### [What is expected]
In the blog post below on carbon cuts and poverty, what per capita emissions level does it give for India?
━━━━━ Text to read
Category Archives: Uncategorized

Cooler but Poorer Gets You This

This is what we will continue to get by sharply reducing world economic growth, particularly growth in developping nations, to reduce CO2 by a few increments:

Military ships and helicopters were trying on Saturday to reach thousands of survivors of a super cyclone that killed more than 1,600 people and pummeled impoverished Bangladesh with mighty winds and waves.

Cyclone Sidr smashed into the country’s southern coastline late on Thursday night with 250 kph (155 mph) winds that whipped up a five meter tidal surge. It was the strongest cyclone since a 1991 storm that killed some 143,000 people in Bangladesh.

143,000 dead from a hurricane?  This is not global warming, this is poverty.  The death toll from the worst storm in the US in recent history was well under a hundred.  Because even our poor are rich compared to the rest of the world.

Let’s All Be Like India!

Never have I seen a global warming catastrophist help make it clear what potential costs were are facing in trying to roll back CO2 emissions (emphasis added):

Mr Stern, the former chief economist of the World Bank, sends out a very clear message: “We need to cut down the total amount of carbon emissions by half by 2050.” At current levels, the per capita global emissions stand at 7 tonnes, or a total of 40-45 gigatonnes. At this rate, global temperatures could rise by 2.5-3 degrees by then. But to reduce the per capita emissions by half in 2050, most countries would have to be carbon neutral. For instance, the US currently has, at 20-25 tonnes, per capita emissions levels that are three times the global average.

The European Union’s emission levels stand at 10-15 tonnes per capita. China is at about 3-4 tonnes per capita and India, at 1 tonne per capita, is the only large-sized economy that is below the desired carbon emission levels of 2050. “India should keep it that way and insist that the rich countries pay their share of the burden in reducing emissions,” says Mr Stern.

It is fabulous to see a global warming action supporter making my case for me.  In short, he is saying that India should stay the way it is (poor) and everyone else in the world needs to devolve until they are just like India (poor).  I have often said that aspiring to a slightly cooler but substantially poorer world makes no sense, and here we see the choice starkly.

By the way, it is always worth a moment to reality check any warming forecast you see in print, in this case a forecast of 2.5-3 degrees C by 2050.
━━━━━━━━━━
━━━━━ Records shown
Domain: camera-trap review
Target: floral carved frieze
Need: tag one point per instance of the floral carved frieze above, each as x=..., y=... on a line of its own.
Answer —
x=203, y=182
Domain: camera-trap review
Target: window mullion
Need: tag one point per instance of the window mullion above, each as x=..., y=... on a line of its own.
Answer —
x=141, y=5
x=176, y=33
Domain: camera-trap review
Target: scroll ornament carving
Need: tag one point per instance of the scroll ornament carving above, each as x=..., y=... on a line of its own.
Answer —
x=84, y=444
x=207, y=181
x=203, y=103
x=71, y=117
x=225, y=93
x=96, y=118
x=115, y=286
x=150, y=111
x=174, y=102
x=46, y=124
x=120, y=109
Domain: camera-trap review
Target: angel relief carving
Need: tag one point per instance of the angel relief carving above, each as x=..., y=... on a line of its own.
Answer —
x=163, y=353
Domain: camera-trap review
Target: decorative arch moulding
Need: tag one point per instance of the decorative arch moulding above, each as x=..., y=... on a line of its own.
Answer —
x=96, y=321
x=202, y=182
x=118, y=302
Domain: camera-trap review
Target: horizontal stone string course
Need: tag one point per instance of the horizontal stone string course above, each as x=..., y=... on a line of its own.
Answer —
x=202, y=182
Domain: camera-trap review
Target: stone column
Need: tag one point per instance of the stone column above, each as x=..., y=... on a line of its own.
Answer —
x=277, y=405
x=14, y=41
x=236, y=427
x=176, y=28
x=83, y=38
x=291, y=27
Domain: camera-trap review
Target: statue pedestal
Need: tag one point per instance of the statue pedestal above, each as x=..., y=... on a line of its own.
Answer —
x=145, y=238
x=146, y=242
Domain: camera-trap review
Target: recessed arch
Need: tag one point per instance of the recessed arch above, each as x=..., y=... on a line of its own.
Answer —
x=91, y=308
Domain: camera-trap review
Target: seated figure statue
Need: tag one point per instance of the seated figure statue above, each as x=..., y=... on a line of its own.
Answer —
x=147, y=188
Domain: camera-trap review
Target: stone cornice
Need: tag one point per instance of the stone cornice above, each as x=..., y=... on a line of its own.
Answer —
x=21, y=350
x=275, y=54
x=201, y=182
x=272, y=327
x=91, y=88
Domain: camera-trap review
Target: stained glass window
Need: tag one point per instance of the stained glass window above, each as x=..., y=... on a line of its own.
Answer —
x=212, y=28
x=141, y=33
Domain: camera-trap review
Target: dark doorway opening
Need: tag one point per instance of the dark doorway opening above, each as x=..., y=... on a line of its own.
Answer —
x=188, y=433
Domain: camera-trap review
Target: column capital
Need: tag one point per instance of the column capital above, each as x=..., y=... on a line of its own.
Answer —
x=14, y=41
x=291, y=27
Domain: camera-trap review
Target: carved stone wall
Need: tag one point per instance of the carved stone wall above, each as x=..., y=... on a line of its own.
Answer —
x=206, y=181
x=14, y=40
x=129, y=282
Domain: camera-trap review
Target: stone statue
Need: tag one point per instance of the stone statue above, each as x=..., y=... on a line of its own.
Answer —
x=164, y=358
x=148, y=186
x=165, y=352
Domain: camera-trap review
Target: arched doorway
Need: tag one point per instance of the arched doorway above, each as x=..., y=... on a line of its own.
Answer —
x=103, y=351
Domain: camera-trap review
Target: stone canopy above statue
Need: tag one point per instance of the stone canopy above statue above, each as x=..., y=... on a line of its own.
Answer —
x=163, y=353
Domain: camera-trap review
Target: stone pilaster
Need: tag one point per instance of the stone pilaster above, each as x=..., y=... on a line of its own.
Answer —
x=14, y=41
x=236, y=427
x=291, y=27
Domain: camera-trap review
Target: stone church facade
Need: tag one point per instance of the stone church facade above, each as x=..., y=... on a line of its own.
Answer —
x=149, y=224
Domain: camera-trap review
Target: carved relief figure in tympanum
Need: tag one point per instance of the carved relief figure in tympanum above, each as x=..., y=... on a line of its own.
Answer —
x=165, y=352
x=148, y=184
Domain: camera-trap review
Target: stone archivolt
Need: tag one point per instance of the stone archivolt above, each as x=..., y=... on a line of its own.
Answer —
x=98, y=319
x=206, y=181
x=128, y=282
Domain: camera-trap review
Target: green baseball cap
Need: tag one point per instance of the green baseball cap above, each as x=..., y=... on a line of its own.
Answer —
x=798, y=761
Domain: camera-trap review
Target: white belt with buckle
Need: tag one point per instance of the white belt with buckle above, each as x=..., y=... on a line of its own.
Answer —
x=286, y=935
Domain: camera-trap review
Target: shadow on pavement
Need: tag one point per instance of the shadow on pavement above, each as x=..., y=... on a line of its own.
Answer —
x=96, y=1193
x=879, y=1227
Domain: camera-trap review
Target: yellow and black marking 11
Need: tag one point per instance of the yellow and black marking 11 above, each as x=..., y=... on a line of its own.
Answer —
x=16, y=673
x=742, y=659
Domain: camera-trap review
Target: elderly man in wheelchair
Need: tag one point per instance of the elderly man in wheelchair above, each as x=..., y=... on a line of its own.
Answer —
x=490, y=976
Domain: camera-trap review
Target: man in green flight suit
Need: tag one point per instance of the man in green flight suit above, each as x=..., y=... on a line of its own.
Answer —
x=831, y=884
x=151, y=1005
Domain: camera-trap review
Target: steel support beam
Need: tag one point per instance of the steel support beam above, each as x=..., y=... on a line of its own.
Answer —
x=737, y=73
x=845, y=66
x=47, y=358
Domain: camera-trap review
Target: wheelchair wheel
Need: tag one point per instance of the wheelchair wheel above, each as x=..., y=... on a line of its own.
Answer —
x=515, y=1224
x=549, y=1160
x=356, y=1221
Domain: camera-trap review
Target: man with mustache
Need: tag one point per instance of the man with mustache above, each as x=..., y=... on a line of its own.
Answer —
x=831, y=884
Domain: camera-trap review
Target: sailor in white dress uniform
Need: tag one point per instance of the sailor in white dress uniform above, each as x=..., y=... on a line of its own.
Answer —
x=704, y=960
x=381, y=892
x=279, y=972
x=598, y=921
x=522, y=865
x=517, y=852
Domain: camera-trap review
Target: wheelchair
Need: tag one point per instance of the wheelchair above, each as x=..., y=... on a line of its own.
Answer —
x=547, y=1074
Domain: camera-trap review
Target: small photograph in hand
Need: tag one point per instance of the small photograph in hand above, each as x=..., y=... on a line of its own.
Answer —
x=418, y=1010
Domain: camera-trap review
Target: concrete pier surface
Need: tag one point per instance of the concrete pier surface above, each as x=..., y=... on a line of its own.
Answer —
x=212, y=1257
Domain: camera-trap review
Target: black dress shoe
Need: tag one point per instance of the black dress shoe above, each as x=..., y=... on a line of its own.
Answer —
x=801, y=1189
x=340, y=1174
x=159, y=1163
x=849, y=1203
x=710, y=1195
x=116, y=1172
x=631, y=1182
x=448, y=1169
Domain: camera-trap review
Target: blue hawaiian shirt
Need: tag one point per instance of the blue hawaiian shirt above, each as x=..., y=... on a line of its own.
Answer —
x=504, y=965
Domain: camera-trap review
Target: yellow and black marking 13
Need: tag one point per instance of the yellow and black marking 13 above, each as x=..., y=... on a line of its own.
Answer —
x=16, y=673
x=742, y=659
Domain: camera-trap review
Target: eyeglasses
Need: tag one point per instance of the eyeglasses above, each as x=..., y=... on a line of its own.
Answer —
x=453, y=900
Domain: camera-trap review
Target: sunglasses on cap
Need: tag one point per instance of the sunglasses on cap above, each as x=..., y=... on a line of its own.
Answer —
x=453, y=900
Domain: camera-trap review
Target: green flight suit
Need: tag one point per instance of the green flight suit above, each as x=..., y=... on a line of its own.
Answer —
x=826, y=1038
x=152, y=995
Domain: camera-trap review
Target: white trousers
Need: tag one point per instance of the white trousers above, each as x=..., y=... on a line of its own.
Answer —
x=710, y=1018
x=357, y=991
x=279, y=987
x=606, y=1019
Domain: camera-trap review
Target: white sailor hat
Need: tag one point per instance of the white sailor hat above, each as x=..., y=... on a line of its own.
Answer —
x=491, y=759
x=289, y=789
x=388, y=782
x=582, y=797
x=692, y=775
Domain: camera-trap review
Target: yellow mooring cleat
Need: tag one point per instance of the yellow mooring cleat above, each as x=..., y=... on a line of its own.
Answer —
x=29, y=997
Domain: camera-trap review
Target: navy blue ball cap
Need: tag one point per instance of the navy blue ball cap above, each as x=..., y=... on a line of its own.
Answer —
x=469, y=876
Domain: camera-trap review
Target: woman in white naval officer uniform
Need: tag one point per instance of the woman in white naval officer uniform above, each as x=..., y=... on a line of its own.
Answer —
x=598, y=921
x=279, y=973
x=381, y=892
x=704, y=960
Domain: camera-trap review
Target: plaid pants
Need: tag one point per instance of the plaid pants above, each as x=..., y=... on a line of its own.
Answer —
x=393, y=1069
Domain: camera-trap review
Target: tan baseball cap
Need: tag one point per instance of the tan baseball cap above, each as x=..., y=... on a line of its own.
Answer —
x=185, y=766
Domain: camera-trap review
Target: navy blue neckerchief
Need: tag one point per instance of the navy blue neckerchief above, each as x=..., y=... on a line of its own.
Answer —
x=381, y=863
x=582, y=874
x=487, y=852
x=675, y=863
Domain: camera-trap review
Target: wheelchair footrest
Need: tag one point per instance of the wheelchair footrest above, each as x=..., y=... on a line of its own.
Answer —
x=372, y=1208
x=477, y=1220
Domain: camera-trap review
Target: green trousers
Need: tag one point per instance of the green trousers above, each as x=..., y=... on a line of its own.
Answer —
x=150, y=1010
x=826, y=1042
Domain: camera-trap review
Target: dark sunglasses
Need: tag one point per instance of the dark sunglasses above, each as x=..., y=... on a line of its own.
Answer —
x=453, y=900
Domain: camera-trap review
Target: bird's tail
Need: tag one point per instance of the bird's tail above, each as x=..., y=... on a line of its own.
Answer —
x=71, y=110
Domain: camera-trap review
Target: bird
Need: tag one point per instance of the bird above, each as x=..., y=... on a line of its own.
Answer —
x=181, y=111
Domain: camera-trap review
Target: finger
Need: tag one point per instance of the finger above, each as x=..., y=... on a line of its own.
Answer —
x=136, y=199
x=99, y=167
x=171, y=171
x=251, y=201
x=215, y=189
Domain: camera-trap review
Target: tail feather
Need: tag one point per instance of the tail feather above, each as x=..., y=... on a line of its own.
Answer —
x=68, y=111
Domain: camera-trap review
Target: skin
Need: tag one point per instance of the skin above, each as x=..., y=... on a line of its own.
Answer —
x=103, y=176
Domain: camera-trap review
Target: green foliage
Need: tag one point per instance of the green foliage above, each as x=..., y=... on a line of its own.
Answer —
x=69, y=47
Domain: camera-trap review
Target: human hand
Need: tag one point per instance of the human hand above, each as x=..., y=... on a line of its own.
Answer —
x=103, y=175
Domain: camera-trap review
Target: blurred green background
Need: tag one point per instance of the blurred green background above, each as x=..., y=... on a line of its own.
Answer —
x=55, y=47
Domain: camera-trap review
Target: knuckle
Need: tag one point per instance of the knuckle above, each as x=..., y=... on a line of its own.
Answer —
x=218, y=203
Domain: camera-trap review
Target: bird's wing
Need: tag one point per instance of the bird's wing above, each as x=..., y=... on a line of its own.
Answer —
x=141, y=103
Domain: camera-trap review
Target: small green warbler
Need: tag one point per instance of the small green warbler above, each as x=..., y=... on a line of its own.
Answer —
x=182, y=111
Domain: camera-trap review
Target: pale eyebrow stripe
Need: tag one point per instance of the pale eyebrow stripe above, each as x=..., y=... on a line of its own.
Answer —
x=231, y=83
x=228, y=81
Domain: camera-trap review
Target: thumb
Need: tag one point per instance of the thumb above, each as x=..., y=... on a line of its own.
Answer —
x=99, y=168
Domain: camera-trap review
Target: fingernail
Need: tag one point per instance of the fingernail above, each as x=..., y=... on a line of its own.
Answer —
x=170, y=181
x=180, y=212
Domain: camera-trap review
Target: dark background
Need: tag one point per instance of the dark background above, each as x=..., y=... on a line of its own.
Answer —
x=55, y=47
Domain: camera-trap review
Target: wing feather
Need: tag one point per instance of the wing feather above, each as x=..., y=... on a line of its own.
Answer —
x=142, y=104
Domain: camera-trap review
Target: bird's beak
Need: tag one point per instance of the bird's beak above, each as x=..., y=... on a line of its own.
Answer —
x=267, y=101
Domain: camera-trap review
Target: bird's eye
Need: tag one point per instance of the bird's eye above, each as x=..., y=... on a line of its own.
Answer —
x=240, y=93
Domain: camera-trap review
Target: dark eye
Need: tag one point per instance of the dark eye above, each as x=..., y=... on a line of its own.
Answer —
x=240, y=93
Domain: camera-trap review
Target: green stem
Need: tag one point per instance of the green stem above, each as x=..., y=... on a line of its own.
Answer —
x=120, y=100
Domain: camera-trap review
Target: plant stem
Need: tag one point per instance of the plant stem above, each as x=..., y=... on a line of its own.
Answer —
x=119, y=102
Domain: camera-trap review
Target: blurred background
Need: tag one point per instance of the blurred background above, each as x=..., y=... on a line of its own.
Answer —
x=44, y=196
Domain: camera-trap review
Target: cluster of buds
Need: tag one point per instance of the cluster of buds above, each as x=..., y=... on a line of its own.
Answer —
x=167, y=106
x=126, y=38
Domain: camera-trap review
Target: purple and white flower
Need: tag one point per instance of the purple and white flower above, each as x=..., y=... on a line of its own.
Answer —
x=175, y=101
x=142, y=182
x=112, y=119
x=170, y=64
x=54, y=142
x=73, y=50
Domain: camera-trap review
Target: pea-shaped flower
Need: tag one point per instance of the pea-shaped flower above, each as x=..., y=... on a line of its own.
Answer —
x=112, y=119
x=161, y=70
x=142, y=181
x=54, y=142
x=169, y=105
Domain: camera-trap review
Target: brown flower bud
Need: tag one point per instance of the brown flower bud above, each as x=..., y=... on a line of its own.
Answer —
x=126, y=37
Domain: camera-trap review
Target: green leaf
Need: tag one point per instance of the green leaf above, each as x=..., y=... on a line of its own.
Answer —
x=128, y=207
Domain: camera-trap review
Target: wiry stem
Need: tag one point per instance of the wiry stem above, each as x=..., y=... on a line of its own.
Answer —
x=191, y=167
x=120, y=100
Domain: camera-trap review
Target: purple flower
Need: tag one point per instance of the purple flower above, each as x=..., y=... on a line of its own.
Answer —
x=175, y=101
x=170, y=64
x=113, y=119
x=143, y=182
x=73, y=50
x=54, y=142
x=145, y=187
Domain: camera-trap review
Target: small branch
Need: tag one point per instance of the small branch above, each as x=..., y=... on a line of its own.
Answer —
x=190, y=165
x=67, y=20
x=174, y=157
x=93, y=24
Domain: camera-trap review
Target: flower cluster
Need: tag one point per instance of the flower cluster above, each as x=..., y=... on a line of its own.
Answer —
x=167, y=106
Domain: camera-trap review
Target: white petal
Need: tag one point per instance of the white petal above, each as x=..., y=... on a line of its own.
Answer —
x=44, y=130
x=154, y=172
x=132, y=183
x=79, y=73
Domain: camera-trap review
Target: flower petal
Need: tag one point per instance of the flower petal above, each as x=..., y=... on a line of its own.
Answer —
━━━━━━━━━━
### [Answer]
1 tonne per capita